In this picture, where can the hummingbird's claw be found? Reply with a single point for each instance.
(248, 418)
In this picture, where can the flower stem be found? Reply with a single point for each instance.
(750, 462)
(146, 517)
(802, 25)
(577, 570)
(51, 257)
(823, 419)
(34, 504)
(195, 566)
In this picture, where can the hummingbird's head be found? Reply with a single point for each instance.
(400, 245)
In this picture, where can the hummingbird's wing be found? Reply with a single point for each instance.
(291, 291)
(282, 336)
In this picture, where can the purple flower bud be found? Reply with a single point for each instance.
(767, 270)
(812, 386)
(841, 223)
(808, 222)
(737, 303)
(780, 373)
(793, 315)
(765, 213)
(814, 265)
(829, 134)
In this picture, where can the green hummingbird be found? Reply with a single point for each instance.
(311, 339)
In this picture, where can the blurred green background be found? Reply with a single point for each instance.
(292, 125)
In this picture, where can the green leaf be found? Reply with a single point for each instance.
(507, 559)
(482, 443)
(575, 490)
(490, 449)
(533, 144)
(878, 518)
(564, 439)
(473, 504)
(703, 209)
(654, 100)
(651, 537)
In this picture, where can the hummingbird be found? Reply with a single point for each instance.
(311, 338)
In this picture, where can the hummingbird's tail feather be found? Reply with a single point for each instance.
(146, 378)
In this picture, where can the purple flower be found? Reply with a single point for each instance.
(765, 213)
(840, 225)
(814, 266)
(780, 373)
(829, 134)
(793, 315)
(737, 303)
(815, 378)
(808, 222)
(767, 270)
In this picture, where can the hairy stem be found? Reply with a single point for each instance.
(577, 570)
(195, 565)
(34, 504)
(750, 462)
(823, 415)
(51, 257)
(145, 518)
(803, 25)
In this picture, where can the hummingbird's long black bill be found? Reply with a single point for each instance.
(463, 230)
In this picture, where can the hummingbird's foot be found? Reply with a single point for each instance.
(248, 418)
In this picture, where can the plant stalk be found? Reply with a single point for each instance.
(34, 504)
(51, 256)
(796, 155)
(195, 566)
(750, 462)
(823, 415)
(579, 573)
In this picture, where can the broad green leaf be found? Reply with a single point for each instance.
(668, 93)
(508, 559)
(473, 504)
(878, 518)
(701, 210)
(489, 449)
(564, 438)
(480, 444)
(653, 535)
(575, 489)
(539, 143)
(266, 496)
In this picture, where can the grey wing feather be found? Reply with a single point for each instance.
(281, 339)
━━━━━━
» EXERCISE REQUIREMENTS:
Retype every line above with nothing changed.

» TASK RESULT:
In this picture, where can the hummingbird's claw be found? Reply with a single point for each instance.
(248, 418)
In this picture, where can the flower stem be found? Reply with a single point for each instance.
(750, 462)
(146, 517)
(802, 25)
(577, 570)
(51, 257)
(823, 419)
(34, 504)
(195, 566)
In this picture, where can the hummingbird's head be found? Reply with a single point for each instance.
(400, 245)
In this picture, where can the hummingbird's wing be found? Reply with a single point for each instance.
(291, 291)
(282, 336)
In this picture, where can the purple flower bud be found? Reply with a single point for each instance.
(767, 270)
(812, 386)
(841, 223)
(808, 222)
(737, 303)
(780, 373)
(793, 315)
(765, 213)
(814, 265)
(829, 134)
In this picture, where can the green hummingbird be found? Reply with a single point for each instance.
(311, 339)
In this picture, where can the blurred green background be found? Reply with a single point for each instance.
(292, 125)
In this picture, where can the green leaf be found? Reply with a single point for each instance.
(507, 559)
(482, 443)
(575, 490)
(490, 449)
(533, 144)
(878, 518)
(564, 439)
(473, 504)
(703, 209)
(654, 100)
(651, 537)
In this picture, where can the hummingbird be found? Reply with a single point for each instance.
(311, 338)
In this picture, where can the hummingbird's tail feather be found? Reply with a single point for each instance.
(146, 378)
In this picture, where can the purple flower be found? Reply with a single point for each instance.
(765, 213)
(840, 225)
(814, 266)
(780, 373)
(829, 134)
(793, 315)
(737, 303)
(815, 378)
(808, 222)
(767, 270)
In this picture, where can the hairy stem be found? Reply with a single point for each instance.
(577, 570)
(195, 565)
(34, 504)
(750, 462)
(823, 415)
(51, 257)
(145, 518)
(803, 25)
In this picture, where can the hummingbird's long black bill be found? Reply with a single point for each instance.
(463, 230)
In this picture, where can the hummingbird's foot be found? Reply with a single point for each instance.
(248, 418)
In this picture, where can the plant stalk be found? Reply with a single point for each instance.
(34, 504)
(51, 256)
(796, 155)
(195, 566)
(750, 462)
(823, 415)
(579, 573)
In this picture, where can the broad green leaf be found? Reply with a single point for each instance.
(668, 93)
(508, 559)
(473, 504)
(878, 518)
(701, 210)
(489, 449)
(564, 438)
(480, 444)
(653, 535)
(575, 489)
(539, 143)
(266, 496)
In this picture, where can the grey wing feather be found? Reply with a single point for each instance.
(281, 339)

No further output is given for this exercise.